→ TASK OBJECTIVE: Which lines of the entries below run from the one holding "positive clicks: (84, 98)" to the one holding "positive clicks: (97, 95)", inclusive? Set down exactly those lines and no others.

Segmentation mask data
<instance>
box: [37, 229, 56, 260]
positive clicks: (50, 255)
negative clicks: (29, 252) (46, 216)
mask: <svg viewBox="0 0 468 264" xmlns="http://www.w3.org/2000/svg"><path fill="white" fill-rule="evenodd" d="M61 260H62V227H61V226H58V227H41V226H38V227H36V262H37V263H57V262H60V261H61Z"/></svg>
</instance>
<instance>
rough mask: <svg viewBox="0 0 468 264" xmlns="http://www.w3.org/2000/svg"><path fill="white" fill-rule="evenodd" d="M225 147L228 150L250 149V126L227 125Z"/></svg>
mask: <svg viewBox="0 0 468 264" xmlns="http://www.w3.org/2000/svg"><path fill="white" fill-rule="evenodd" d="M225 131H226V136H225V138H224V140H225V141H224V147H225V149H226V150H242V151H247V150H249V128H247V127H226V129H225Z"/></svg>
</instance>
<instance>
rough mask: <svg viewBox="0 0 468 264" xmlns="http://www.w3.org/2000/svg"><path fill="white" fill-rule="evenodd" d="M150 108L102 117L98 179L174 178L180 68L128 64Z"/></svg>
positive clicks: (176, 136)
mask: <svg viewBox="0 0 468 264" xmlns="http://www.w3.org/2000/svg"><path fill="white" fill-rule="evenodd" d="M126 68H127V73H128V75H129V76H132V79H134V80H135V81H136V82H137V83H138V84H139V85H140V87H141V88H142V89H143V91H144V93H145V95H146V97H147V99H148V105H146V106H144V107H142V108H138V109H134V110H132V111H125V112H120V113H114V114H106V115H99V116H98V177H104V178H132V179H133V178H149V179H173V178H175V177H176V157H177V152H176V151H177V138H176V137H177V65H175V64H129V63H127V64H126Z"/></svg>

* * *

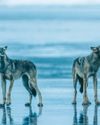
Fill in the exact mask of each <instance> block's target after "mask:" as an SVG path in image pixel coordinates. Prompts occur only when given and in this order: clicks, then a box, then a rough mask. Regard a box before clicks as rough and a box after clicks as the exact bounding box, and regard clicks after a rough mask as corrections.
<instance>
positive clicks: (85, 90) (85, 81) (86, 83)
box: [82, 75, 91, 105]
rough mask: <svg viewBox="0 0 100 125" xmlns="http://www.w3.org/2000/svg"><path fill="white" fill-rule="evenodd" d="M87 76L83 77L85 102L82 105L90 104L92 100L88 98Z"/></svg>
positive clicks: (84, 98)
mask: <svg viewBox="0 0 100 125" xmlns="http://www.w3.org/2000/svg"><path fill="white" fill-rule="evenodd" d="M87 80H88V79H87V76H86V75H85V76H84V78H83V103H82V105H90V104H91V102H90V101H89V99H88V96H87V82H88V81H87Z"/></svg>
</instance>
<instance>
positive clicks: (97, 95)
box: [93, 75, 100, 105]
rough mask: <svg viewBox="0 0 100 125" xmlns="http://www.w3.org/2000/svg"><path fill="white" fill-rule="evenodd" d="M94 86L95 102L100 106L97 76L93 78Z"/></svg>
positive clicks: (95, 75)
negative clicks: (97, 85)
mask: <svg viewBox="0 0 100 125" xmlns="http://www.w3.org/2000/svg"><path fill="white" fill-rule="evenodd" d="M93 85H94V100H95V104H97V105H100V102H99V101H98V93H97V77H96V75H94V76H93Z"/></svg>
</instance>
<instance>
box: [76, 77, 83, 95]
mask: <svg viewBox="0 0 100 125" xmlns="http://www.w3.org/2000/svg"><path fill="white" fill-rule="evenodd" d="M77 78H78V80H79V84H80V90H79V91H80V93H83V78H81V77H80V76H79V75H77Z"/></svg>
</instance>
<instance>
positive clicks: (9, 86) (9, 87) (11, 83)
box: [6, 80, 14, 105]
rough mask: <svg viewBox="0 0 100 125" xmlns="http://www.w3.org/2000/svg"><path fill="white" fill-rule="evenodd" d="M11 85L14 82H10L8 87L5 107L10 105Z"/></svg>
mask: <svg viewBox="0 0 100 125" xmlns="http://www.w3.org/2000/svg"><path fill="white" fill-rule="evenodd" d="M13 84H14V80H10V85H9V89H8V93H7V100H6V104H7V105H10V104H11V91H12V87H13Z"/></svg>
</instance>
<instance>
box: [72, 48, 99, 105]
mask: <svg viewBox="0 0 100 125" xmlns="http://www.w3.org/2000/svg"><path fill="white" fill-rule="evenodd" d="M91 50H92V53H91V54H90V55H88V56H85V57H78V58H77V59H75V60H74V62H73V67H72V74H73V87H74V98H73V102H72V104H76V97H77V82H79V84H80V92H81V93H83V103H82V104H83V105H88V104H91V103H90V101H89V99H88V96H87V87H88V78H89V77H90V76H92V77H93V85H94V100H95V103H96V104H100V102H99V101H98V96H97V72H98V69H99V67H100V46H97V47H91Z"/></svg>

→ SOLUTION:
positive clicks: (84, 98)
mask: <svg viewBox="0 0 100 125" xmlns="http://www.w3.org/2000/svg"><path fill="white" fill-rule="evenodd" d="M87 80H88V79H87V76H86V75H85V76H84V78H83V103H82V105H90V104H91V102H90V101H89V99H88V96H87V82H88V81H87Z"/></svg>
</instance>
<instance>
positive clicks: (97, 95)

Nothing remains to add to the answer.